Rudolf Höss había trabajado antes en Dachau y en Sachsenhausen. Había realizado el cursus honorum concentracionario hasta llegar a lo más alto del escalafón. De esas experiencias previas trajo varias ideas e instituciones que replicó en Auschwitz. Otro de las cosas que quiso copiar de su antiguo trabajo en Dachau fue el cartel de entraba al campo. Arbeit Macht Frei. El trabajo los hará libres. No había ironía en el mensaje. Tan sólo cinismo. Tampoco era una promesa que ya sabían que iban a incumplir; no había sido puesto con la intención que quienes entraban allí creyeran que si trabajaban duro podrían llegar a ser liberados. Nada de eso. Era una especie de mensaje que hoy llamaríamos new age, un llamado al sacrificio personal, al trabajo incansable como forma de liberación personal. Aunque, posiblemente, no haya que buscarle demasiado sentido. y tan sólo se tratara de la ambición de Höss de copiar el cartel que su antiguo superior había puesto en Dachau.

• _Datos extraídos_
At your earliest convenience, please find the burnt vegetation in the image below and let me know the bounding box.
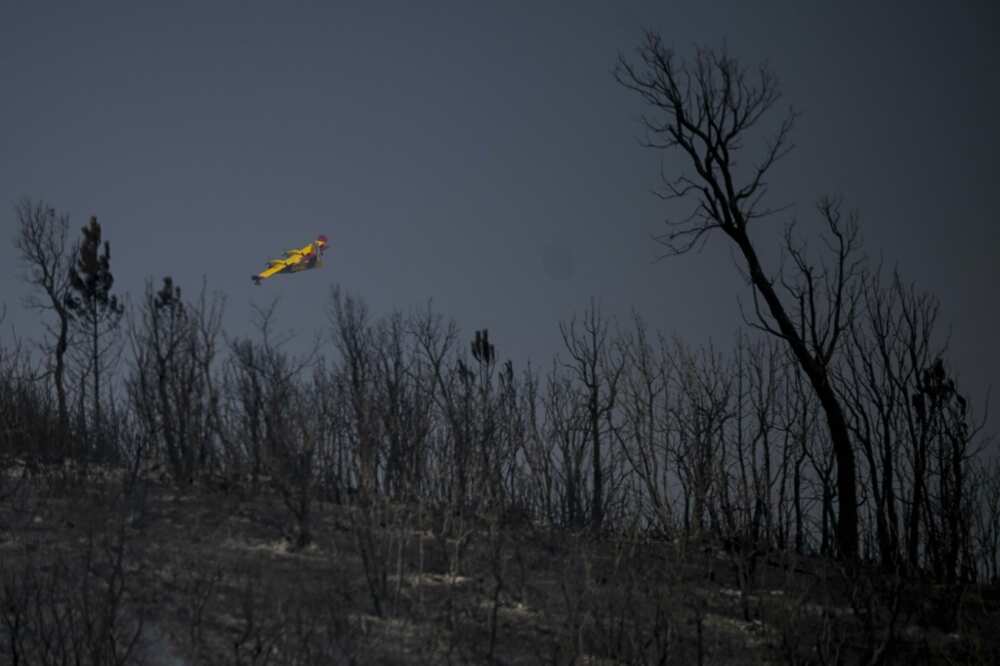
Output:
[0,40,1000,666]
* * *
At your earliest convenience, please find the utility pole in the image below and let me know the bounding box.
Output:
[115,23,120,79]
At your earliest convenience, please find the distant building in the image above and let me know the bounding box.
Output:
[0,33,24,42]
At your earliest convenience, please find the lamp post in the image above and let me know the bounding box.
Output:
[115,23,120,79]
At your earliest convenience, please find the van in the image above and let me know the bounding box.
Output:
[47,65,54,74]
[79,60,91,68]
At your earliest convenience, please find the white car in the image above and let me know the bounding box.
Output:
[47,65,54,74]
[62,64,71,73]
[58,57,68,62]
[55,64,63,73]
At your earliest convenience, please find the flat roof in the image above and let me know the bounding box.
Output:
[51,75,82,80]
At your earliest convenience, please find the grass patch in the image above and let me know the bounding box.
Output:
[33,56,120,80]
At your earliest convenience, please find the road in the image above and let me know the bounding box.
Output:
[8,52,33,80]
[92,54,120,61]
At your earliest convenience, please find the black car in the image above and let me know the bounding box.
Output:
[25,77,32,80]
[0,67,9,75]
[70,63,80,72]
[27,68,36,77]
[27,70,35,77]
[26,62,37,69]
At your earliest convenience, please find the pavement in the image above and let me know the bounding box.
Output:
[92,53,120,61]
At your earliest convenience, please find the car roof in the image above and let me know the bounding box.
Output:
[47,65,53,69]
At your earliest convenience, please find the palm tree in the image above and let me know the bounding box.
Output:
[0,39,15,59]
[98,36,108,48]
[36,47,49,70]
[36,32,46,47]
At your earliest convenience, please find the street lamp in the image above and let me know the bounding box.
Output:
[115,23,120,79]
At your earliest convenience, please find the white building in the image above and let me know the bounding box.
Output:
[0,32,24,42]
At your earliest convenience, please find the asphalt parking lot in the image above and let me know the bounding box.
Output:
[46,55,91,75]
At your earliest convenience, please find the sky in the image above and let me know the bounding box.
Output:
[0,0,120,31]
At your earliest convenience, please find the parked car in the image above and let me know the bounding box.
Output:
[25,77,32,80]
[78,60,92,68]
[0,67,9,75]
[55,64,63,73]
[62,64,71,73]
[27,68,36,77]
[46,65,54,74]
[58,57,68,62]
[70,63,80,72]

• _Acciones requeridas_
A – Copia completo el texto sobre el cartel de entrada de Auschwitz, sin cambiar nada.
B – Por favor, reúne cada línea de las entradas donde aparezca la palabra "lamp".

• _Respuestas del ejercicio_
A –
Rudolf Höss había trabajado antes en Dachau y en Sachsenhausen. Había realizado el cursus honorum concentracionario hasta llegar a lo más alto del escalafón. De esas experiencias previas trajo varias ideas e instituciones que replicó en Auschwitz. Otro de las cosas que quiso copiar de su antiguo trabajo en Dachau fue el cartel de entraba al campo. Arbeit Macht Frei. El trabajo los hará libres. No había ironía en el mensaje. Tan sólo cinismo. Tampoco era una promesa que ya sabían que iban a incumplir; no había sido puesto con la intención que quienes entraban allí creyeran que si trabajaban duro podrían llegar a ser liberados. Nada de eso. Era una especie de mensaje que hoy llamaríamos new age, un llamado al sacrificio personal, al trabajo incansable como forma de liberación personal. Aunque, posiblemente, no haya que buscarle demasiado sentido. y tan sólo se tratara de la ambición de Höss de copiar el cartel que su antiguo superior había puesto en Dachau.

B –
At your earliest convenience, please find the lamp post in the image above and let me know the bounding box.
At your earliest convenience, please find the street lamp in the image above and let me know the bounding box.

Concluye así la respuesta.